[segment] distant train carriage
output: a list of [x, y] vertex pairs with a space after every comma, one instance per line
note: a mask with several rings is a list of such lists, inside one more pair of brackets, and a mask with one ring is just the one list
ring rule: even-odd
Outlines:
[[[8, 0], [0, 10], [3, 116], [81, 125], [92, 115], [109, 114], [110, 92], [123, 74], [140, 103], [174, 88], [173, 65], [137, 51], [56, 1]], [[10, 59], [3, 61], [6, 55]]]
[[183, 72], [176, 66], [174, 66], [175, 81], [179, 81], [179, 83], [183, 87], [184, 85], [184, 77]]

.....

[CONSEGNA]:
Riscrivi tutte le righe dei dati, comprese quelle che precedono i contorni, aumentando di 136 ogni coordinata dei vertici nei contorni.

[RISPOSTA CORRETTA]:
[segment] distant train carriage
output: a list of [x, y] vertex pairs with a space after every comma, one instance per line
note: a mask with several rings is a list of such lists, inside one more pair of brackets, and a mask with one ring is just the one list
ring rule: even-odd
Outlines:
[[[144, 136], [136, 146], [139, 252], [217, 261], [228, 251], [245, 250], [246, 228], [259, 210], [276, 239], [310, 224], [309, 201], [273, 187], [192, 137]], [[146, 195], [139, 197], [142, 191]]]
[[319, 208], [312, 202], [310, 202], [311, 217], [315, 217], [315, 219], [319, 223], [320, 221], [320, 213]]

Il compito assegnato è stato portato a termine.